Problem 1
Answer these questions using the text on Dagster orchestration:
(a) Which tool does it name for ingesting data through connectors?
(b) Who wrote the piece it recommends on why not to use Apache Airflow?
(c) Who raised reproducibility and resource isolation as weaknesses of Airflow?
Problem 2
Write the next part of the text on Dagster orchestration, starting after its final sentence.

Text segment
--- START ---
Modern data orchestration using Dagster
Welcome 😄 to this blog series about the modern data stack ecosystem.
This blog series will give an overview of how dagster as a central piece of the modern data stack can easily interface and orchestrate with tools like:
- Airbyte for ingesting data using connectors for various services
- DBT for ETL-style (but modern define-once, test and reuse)-style SQL
- jupyter notebooks in the domain of data science
With such an E2E integration capability, tool silos that adversely affect data governance, data quality and lineage of data assets are a matter of the past.
disclaimer
The following blog series was inspired by (and code for some of the examples is derived from):
- https://dagster.io/blog/rebundling-the-data-platform
- https://dagster.io/blog/dagster-0-14-0-never-felt-like-this-before
- https://dagster.io/blog/software-defined-assets
- https://www.sspaeti.com/blog/analytics-api-with-graphql-the-next-level-of-data-engineering/
- and the official dagster documentation https://docs.dagster.io/concepts including their examples https://github.com/dagster-io/dagster in code
Why another blog post on this topic? Well, firstly, one only learns about a topic for real not when reading posts from other people. Rather hands-on experimentation with a new technology and concrete examples are required. Secondly, hopefully this will be a good reference for me not to forget how dagster works.
Moreover, and most importantly, the official documentation and various pre-existing blog posts sometimes show fantastic examples: However, unless you have a cloud-based deployment of dagster and the required components (databases, APIs, connectors, SaaS services, blob storage, …) at hand, it can be hard to follow along.
Therefore, the examples in this post series are all structured to easily allow local experimentation (even in old-school enterprise scenarios where perhaps the cloud is still not yet a thing).
Why dagster? A great description why not to use Apache Airflow is We`re All Using Airflow Wrong and How to Fix It by Bluecore. TLDR: operator madness with varying quality of the connectors. No native notion of moving data/assets from one task to the next. No handling of resources - therefore testability madness. Dagster is changing this with a code-first approach and easy testability and by not mixing orchestration and business logic. Furthermore lyft brought up some great points regarding reproducability & resource isolation as weaknesses of Airflow.
--- END ---
Data listing
--- START ---
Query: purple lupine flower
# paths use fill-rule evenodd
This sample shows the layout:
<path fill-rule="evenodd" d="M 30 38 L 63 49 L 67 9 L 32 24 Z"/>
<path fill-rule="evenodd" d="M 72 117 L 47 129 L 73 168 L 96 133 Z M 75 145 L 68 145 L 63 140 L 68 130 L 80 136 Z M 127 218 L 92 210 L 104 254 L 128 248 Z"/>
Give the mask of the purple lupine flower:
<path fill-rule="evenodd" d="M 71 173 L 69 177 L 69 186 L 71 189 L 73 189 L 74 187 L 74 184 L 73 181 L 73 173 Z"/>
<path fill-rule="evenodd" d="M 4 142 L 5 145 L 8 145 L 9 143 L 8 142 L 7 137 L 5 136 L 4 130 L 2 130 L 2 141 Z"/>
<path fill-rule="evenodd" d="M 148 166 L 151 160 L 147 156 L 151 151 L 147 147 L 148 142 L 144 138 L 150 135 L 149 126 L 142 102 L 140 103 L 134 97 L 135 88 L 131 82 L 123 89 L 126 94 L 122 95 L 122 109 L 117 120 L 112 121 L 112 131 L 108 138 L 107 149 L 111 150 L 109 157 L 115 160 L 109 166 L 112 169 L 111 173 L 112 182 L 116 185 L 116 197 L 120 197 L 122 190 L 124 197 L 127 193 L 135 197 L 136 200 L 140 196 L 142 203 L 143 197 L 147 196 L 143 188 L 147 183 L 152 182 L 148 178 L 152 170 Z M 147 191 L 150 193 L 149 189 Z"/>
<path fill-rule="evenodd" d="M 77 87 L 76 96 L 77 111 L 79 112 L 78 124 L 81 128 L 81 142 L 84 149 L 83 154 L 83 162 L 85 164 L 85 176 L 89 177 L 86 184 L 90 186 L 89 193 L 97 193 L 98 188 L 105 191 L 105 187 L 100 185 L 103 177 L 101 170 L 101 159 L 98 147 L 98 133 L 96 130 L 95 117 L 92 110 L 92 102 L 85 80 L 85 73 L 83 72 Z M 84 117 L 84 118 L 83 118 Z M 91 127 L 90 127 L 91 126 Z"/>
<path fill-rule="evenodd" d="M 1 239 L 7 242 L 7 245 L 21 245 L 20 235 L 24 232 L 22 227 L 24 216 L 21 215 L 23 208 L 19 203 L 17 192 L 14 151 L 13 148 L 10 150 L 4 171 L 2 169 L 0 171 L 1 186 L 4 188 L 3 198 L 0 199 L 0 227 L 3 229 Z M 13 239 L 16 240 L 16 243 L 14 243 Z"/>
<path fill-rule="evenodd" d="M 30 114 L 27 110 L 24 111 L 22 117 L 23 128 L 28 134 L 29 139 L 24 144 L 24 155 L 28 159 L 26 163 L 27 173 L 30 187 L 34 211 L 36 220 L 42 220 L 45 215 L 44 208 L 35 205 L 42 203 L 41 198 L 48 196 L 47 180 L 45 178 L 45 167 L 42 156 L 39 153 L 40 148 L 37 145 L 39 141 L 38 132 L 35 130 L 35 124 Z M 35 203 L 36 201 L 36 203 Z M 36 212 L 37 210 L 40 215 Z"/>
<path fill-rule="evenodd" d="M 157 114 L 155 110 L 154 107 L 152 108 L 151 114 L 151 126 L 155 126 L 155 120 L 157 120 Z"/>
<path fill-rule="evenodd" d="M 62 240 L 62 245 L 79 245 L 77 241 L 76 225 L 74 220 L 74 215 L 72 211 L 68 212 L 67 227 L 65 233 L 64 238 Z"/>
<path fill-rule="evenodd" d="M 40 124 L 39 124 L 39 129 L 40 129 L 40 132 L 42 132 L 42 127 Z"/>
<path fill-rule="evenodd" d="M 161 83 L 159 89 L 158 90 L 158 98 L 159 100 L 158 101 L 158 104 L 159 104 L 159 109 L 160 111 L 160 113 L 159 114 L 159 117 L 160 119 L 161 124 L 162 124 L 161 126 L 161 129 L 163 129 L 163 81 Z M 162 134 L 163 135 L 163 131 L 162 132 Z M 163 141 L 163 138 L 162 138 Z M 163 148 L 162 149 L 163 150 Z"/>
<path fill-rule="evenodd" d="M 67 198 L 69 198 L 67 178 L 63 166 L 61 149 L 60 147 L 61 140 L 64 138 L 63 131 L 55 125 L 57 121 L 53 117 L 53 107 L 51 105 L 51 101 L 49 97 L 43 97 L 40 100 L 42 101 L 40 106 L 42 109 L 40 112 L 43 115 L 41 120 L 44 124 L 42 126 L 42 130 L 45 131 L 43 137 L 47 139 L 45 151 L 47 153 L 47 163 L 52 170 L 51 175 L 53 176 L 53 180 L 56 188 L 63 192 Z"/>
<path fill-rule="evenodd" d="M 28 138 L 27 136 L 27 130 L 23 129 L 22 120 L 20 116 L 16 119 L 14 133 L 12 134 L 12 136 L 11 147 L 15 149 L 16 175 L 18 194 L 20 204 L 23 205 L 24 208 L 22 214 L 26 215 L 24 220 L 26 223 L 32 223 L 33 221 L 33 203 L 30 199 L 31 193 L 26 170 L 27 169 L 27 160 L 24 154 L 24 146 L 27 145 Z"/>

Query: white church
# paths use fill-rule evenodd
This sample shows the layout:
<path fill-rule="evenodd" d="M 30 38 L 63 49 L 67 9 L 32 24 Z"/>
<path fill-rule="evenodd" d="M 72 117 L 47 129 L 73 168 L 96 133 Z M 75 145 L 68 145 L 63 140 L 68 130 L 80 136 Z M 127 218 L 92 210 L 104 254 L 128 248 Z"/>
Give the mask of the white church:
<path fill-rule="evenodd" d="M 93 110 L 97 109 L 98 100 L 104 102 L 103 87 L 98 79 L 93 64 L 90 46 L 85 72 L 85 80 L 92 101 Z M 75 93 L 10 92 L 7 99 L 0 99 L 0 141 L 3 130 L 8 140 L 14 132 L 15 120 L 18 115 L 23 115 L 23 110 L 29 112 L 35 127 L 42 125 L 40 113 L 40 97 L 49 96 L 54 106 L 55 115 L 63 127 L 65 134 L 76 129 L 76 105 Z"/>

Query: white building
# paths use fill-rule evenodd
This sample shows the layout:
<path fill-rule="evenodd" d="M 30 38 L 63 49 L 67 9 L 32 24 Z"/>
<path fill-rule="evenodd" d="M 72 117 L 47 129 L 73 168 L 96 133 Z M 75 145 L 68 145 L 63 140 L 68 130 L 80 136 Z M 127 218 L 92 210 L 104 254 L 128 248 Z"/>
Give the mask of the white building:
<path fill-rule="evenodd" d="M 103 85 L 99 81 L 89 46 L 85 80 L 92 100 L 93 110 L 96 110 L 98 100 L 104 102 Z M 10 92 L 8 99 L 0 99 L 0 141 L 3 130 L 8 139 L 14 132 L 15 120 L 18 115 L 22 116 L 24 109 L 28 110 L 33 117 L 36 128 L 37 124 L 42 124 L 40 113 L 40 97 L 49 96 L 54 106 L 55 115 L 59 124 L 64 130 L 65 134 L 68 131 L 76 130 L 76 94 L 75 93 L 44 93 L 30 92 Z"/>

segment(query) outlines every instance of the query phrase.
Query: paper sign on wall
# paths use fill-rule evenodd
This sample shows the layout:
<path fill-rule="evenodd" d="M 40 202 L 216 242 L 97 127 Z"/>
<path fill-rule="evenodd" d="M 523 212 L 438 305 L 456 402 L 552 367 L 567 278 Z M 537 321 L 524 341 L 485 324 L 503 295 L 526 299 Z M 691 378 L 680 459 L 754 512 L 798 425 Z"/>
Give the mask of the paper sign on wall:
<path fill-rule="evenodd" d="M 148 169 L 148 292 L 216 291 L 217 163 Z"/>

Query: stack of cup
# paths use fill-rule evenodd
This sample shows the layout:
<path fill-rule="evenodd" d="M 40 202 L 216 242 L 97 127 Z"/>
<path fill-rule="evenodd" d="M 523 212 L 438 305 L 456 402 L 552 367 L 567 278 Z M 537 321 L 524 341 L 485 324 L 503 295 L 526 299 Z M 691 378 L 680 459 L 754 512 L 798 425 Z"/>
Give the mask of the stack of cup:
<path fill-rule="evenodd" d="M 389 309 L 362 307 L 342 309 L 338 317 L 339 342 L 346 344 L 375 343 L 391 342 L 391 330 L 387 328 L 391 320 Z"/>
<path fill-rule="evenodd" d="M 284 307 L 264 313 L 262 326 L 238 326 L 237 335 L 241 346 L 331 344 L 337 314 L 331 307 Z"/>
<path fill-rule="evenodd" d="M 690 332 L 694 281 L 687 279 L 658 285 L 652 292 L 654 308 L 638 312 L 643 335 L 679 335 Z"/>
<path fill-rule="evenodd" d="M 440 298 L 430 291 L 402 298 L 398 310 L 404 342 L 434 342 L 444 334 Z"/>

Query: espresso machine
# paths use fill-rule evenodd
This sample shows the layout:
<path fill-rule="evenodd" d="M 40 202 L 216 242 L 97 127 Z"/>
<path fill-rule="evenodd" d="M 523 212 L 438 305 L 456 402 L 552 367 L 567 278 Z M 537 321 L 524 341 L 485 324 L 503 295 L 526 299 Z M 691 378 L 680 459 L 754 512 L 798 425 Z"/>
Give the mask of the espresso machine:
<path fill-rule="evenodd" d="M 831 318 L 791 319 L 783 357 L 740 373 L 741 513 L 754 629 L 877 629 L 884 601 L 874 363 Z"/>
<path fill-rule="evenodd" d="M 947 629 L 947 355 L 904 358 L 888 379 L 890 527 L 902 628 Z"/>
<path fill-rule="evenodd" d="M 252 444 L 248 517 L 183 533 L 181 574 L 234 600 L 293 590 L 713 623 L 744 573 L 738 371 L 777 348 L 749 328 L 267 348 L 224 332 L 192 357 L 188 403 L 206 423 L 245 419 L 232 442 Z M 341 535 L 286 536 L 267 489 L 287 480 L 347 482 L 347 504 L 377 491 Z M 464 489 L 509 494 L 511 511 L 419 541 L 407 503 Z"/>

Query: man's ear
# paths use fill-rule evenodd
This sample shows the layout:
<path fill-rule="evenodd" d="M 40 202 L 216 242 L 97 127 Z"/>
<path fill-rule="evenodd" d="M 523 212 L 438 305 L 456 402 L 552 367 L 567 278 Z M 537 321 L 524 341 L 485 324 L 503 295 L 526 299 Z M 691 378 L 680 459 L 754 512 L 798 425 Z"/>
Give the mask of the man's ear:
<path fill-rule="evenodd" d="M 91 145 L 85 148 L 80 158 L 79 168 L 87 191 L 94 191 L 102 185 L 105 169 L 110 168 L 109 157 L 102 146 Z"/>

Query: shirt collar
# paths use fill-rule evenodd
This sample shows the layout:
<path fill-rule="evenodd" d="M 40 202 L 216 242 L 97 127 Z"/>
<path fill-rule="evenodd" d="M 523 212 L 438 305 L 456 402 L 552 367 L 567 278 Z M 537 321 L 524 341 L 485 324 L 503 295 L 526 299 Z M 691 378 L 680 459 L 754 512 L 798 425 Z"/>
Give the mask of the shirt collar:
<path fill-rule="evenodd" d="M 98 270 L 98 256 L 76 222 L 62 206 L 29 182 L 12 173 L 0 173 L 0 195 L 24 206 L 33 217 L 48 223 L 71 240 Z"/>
--- END ---
Expected answer 1
(a) Airbyte
(b) Bluecore
(c) Lyft

Expected answer 2
A big thank you goes to Sandy Ryza as a co-author of these posts. He helped answer my questions when getting started with dagster. He furthermore supported in simplifying certain code examples (i.e. getting rid of external dependencies to cloud resources). To be fully transparent I have to disclose he is working at the company building dagster.
post series overview
- basic introduction (from hello-world to simple pipelines)
- assets: turning the data pipeline inside out using software-defined-assets to focus on the things we care about: the curated assets of data and not intermediate transformations
- a more fully-fledged example integrating multiple components including resources, an API as well as DBT
- integrating jupyter notebooks into the data pipeline using dagstermill
- working on scalable data pipelines with pyspark
- ingesting data from foreign sources using Airbyte connectors
- SFTP sensor reacting to new files
The source code is available here: https://github.com/geoHeil/dagster-asset-demo:
Requirements:
miniconda
https://docs.conda.io/en/latest/miniconda.html is installed and on your path and has connectivity (direct or indirect via an artifact store) to install the required packages- optionally:
docker
(required for some of the later more complex examples) git
(to clone and access the example code)make
to execute the makefile
To be prepared for this tutorial execute:
git clone git@github.com:geoHeil/dagster-asset-demo.git
cd ASSET_DEMO
# prepare mamba https://github.com/mamba-org/mamba
conda activate base
conda install -y -c conda-forge mamba
conda deactivate
make create_environment
# follow the instructions below to set the DAGSTER_HOME
# and perform an editable installation (if you want to toy around with this dummy pipeline)
conda activate dagster-asset-demo
pip install --editable .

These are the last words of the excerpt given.